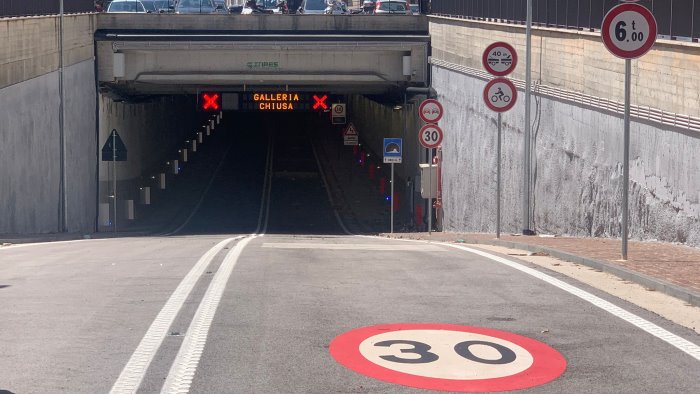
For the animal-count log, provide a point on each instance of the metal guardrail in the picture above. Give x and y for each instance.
(676, 18)
(640, 112)
(43, 7)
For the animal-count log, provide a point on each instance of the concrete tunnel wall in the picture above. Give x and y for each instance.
(30, 127)
(153, 132)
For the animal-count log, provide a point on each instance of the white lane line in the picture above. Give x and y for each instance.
(372, 247)
(131, 376)
(50, 243)
(204, 194)
(684, 345)
(185, 365)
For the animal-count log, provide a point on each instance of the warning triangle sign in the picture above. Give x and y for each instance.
(351, 130)
(114, 148)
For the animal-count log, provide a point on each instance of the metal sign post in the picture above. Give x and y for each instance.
(498, 180)
(114, 172)
(430, 186)
(430, 136)
(628, 32)
(114, 150)
(392, 199)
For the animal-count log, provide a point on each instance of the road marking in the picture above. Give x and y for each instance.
(450, 357)
(131, 376)
(204, 194)
(372, 247)
(684, 345)
(185, 365)
(17, 246)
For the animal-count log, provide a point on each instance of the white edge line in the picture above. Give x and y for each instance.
(25, 245)
(185, 365)
(674, 340)
(203, 196)
(131, 376)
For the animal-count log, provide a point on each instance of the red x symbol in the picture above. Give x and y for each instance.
(211, 101)
(320, 102)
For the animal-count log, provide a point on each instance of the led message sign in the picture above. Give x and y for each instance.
(284, 101)
(209, 101)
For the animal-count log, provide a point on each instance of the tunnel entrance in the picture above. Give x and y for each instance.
(246, 170)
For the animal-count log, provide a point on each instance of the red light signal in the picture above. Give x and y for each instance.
(209, 101)
(320, 102)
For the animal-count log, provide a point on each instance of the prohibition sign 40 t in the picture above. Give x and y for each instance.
(629, 30)
(448, 357)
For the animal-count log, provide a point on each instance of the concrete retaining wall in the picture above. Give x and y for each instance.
(578, 157)
(30, 152)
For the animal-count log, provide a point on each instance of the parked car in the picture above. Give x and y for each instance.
(158, 6)
(198, 7)
(392, 7)
(311, 7)
(126, 6)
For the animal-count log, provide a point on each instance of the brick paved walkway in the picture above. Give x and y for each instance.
(673, 263)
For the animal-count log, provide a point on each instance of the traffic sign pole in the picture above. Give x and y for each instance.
(498, 180)
(114, 171)
(628, 32)
(392, 199)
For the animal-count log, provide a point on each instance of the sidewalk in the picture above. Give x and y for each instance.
(664, 267)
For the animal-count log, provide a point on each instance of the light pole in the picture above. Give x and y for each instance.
(526, 146)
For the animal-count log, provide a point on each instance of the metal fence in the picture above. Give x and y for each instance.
(43, 7)
(675, 18)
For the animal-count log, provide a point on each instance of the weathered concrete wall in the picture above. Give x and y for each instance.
(29, 46)
(667, 78)
(30, 126)
(578, 169)
(30, 152)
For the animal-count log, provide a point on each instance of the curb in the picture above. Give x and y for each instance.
(649, 282)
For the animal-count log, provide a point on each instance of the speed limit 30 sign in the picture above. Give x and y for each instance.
(448, 357)
(430, 136)
(629, 30)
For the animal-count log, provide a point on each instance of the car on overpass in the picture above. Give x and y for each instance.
(199, 7)
(390, 7)
(313, 7)
(120, 6)
(158, 6)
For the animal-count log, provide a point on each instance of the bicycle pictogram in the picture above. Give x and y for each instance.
(500, 96)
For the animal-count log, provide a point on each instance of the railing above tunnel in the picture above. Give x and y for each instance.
(677, 19)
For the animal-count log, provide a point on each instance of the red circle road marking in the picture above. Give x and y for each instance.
(608, 36)
(544, 364)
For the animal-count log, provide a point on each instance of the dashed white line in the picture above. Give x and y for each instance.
(185, 365)
(684, 345)
(131, 376)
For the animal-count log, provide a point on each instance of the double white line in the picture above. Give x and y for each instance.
(185, 365)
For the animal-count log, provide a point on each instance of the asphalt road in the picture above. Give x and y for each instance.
(241, 301)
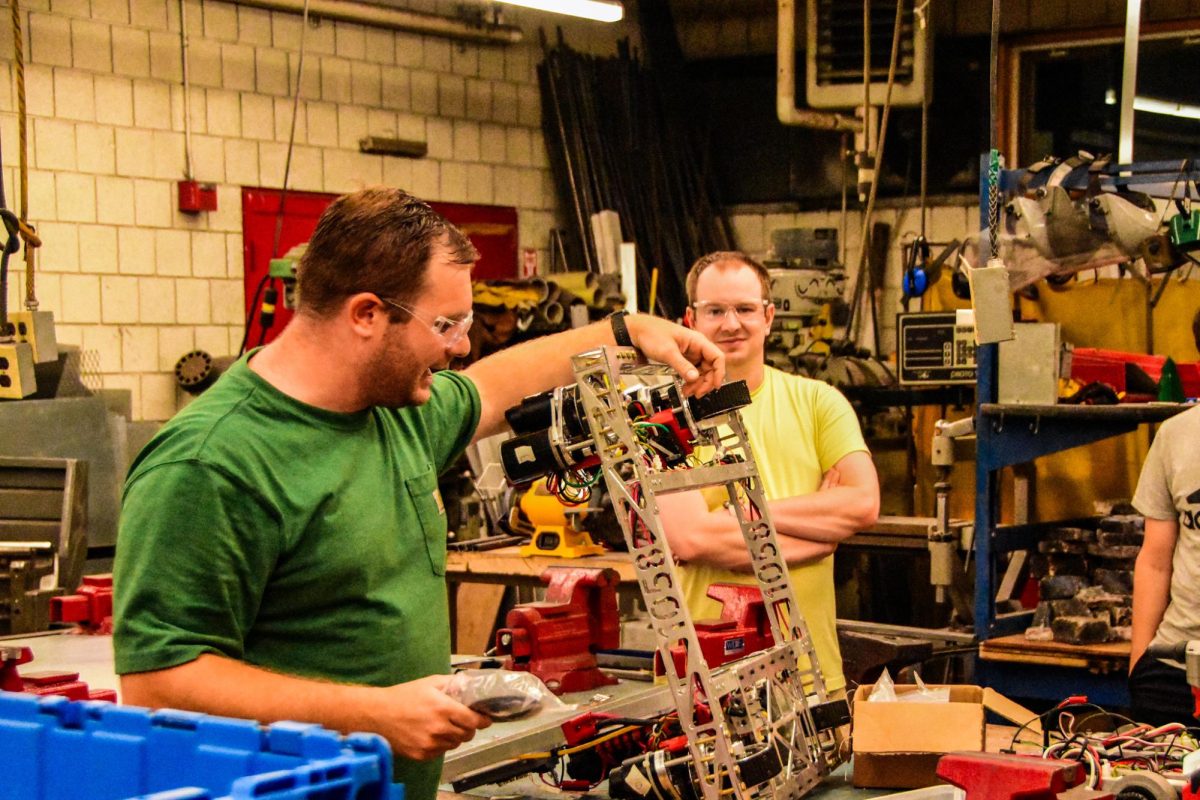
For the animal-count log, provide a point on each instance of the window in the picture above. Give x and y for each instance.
(1067, 96)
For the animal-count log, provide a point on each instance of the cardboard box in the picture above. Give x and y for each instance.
(897, 745)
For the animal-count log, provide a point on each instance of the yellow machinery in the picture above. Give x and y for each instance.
(553, 533)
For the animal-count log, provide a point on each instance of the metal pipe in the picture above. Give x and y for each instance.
(187, 91)
(395, 19)
(1129, 82)
(785, 82)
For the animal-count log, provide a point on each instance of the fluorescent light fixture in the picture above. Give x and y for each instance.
(1168, 107)
(605, 11)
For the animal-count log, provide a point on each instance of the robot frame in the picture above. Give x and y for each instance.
(759, 727)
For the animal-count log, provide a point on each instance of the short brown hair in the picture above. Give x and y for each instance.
(375, 240)
(735, 256)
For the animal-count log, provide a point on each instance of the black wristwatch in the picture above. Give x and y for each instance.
(619, 330)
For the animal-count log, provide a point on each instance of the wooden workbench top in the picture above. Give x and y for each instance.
(1017, 648)
(508, 563)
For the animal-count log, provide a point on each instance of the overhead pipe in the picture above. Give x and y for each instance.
(785, 82)
(396, 19)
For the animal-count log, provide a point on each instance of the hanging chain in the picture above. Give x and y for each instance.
(27, 232)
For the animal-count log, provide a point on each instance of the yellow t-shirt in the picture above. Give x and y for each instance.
(798, 428)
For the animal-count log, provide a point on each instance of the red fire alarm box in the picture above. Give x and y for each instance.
(196, 197)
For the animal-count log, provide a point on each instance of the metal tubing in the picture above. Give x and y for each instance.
(395, 19)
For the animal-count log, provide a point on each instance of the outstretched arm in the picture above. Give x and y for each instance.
(417, 719)
(508, 377)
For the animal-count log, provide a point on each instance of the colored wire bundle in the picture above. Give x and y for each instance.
(1132, 746)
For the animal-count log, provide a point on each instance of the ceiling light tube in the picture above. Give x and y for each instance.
(1169, 107)
(605, 11)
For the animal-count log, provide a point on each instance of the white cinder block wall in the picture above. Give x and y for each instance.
(131, 277)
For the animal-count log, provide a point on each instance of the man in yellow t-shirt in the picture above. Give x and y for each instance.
(816, 470)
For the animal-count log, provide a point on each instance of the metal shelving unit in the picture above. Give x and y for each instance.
(1014, 434)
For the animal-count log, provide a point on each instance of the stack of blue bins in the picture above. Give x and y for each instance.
(53, 749)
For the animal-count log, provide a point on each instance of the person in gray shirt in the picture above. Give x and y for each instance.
(1167, 575)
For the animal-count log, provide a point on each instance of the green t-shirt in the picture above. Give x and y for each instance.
(294, 539)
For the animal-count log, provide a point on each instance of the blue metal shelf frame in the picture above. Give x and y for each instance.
(1008, 435)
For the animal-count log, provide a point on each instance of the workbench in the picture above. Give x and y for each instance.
(91, 656)
(477, 579)
(1054, 669)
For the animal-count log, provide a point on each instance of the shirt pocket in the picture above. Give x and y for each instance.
(423, 492)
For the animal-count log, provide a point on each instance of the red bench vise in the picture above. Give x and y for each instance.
(556, 639)
(46, 683)
(90, 607)
(1005, 776)
(742, 629)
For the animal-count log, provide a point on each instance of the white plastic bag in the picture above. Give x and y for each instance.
(502, 693)
(885, 692)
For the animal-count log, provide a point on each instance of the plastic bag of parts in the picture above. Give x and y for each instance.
(885, 691)
(1039, 633)
(503, 695)
(1057, 236)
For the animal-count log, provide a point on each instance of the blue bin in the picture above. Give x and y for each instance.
(54, 749)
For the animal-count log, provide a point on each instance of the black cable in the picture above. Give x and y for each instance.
(12, 245)
(253, 307)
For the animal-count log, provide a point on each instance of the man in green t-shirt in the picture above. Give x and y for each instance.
(282, 541)
(816, 470)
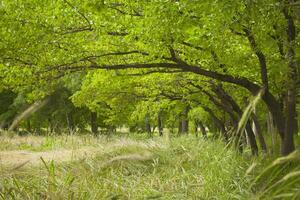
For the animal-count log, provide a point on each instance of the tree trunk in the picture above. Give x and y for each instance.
(159, 124)
(185, 120)
(147, 125)
(291, 125)
(202, 128)
(94, 124)
(196, 128)
(218, 122)
(258, 132)
(252, 140)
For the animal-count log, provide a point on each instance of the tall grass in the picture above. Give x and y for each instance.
(183, 168)
(176, 168)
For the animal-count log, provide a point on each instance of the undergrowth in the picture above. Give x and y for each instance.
(177, 168)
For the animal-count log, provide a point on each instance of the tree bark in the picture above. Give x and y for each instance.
(258, 132)
(202, 128)
(159, 124)
(147, 125)
(94, 124)
(185, 120)
(291, 121)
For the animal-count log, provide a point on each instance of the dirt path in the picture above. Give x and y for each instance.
(17, 159)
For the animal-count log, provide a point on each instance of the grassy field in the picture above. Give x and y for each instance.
(130, 168)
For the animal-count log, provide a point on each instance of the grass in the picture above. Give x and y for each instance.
(176, 168)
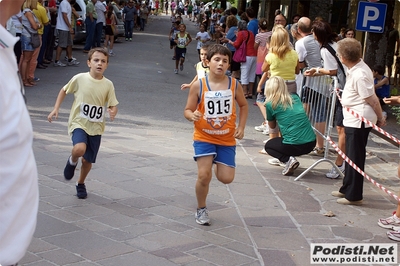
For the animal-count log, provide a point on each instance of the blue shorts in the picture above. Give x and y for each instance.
(92, 143)
(26, 43)
(180, 53)
(222, 154)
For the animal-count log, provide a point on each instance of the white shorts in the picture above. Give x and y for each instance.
(248, 70)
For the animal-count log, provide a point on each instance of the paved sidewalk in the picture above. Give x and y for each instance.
(141, 202)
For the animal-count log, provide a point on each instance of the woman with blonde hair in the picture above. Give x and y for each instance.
(282, 60)
(285, 109)
(30, 25)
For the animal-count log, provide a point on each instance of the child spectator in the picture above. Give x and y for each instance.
(182, 39)
(215, 130)
(202, 37)
(172, 33)
(201, 67)
(92, 91)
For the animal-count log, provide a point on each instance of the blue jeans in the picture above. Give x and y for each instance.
(129, 28)
(97, 35)
(90, 30)
(46, 31)
(142, 22)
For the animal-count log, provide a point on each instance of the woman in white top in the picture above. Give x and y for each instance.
(30, 25)
(359, 96)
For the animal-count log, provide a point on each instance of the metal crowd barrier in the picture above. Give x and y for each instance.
(319, 100)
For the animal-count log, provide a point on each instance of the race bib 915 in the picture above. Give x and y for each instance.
(218, 103)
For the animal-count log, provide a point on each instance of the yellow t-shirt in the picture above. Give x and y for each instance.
(41, 15)
(92, 97)
(284, 68)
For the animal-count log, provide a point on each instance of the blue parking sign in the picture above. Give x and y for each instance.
(371, 17)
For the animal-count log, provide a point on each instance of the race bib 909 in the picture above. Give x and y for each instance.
(93, 113)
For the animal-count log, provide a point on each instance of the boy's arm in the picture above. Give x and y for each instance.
(112, 110)
(190, 111)
(262, 81)
(243, 112)
(185, 86)
(60, 99)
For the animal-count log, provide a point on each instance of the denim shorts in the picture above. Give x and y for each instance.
(180, 53)
(222, 154)
(26, 43)
(92, 143)
(260, 97)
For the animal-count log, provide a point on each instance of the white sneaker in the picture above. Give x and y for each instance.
(261, 127)
(66, 58)
(333, 174)
(58, 63)
(275, 161)
(290, 166)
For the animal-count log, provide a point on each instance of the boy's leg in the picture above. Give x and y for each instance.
(85, 169)
(204, 175)
(225, 174)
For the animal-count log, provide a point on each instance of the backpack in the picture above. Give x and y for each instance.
(341, 74)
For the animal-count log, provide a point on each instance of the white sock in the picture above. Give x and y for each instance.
(71, 162)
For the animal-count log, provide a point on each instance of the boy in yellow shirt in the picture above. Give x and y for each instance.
(92, 91)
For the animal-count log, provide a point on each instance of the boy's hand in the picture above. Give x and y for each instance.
(185, 86)
(53, 113)
(196, 116)
(112, 113)
(239, 133)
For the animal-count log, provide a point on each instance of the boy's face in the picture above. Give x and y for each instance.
(203, 55)
(219, 64)
(98, 63)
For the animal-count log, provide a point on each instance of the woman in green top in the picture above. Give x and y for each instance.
(286, 110)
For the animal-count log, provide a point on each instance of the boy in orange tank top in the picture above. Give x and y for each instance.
(211, 107)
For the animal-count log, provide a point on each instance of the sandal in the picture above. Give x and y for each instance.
(27, 84)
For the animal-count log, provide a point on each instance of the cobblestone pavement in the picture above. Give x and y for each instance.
(141, 202)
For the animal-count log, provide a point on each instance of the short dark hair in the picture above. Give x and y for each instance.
(350, 49)
(323, 32)
(214, 49)
(380, 69)
(250, 12)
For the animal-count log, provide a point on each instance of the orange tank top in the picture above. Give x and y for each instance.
(218, 124)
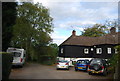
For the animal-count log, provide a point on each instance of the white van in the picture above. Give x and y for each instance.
(18, 56)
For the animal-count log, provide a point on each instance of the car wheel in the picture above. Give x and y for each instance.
(89, 73)
(105, 72)
(76, 69)
(21, 66)
(67, 68)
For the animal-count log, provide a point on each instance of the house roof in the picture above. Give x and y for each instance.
(90, 41)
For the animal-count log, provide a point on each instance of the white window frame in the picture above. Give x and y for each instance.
(116, 51)
(61, 50)
(86, 51)
(109, 50)
(99, 50)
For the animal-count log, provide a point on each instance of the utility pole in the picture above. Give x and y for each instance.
(119, 41)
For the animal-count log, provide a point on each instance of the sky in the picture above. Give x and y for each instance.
(76, 15)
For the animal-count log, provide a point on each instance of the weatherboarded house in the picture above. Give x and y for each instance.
(90, 47)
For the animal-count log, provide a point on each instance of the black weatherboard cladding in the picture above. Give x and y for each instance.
(78, 51)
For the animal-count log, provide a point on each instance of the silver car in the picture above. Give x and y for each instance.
(62, 65)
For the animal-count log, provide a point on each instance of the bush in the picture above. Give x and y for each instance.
(6, 65)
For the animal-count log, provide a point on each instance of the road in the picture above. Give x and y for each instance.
(38, 71)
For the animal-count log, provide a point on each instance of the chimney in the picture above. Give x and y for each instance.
(113, 30)
(73, 33)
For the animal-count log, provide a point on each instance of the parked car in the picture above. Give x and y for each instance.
(18, 56)
(81, 65)
(63, 64)
(99, 66)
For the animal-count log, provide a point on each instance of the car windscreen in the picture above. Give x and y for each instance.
(96, 61)
(81, 61)
(16, 54)
(62, 61)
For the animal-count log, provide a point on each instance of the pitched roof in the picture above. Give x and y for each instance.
(90, 41)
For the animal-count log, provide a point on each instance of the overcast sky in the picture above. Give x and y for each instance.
(77, 15)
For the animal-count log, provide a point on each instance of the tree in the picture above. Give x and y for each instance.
(8, 20)
(32, 29)
(95, 31)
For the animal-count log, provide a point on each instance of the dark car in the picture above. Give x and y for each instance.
(81, 65)
(99, 66)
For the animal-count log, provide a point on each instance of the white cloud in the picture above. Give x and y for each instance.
(72, 14)
(58, 38)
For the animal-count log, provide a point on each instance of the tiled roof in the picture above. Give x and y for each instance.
(90, 41)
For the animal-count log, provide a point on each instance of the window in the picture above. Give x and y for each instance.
(109, 50)
(61, 50)
(86, 50)
(116, 51)
(99, 50)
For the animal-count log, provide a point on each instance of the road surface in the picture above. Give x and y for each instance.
(38, 71)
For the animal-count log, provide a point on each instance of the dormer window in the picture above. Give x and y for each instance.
(99, 50)
(86, 50)
(61, 50)
(109, 50)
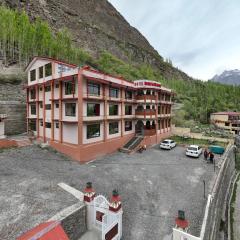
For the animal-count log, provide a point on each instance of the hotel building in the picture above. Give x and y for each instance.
(85, 113)
(229, 121)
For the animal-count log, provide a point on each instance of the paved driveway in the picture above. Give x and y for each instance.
(153, 186)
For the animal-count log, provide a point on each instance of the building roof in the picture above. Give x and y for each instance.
(118, 80)
(227, 113)
(49, 59)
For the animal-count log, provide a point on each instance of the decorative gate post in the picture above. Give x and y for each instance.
(89, 195)
(116, 207)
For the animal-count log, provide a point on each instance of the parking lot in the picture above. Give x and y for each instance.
(153, 186)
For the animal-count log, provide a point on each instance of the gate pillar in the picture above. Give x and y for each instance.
(116, 208)
(89, 195)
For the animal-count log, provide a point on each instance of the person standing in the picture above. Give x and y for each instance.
(211, 157)
(205, 154)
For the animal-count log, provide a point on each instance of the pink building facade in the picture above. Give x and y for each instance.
(85, 113)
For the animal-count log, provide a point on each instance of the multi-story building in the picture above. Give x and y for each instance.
(229, 121)
(85, 113)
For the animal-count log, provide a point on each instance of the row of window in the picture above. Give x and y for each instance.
(48, 72)
(94, 89)
(94, 130)
(93, 109)
(70, 108)
(69, 89)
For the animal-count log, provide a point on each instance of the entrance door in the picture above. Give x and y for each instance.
(139, 128)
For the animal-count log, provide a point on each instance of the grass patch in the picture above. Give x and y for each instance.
(232, 206)
(194, 141)
(12, 78)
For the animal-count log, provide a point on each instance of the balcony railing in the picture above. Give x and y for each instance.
(147, 112)
(149, 132)
(145, 97)
(3, 116)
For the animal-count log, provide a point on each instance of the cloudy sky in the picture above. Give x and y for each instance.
(201, 37)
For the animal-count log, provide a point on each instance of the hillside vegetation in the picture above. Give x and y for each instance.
(21, 39)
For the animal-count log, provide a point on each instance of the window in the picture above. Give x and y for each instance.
(48, 69)
(93, 109)
(113, 128)
(70, 109)
(33, 94)
(113, 92)
(41, 72)
(93, 131)
(128, 126)
(33, 125)
(128, 95)
(33, 109)
(113, 110)
(69, 88)
(48, 88)
(128, 110)
(93, 89)
(48, 106)
(33, 75)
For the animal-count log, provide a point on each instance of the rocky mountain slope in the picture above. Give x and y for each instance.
(231, 77)
(96, 25)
■ ■ ■ ■ ■
- [Exercise details]: Set down, without alteration, the lines of the listing from the line containing "of the colored" up to and including the line containing "(1132, 746)".

- [Response below]:
For the animal-count log, provide a point on each instance of the colored wire bundle in the picture above. Give x and y for each instance.
(1132, 746)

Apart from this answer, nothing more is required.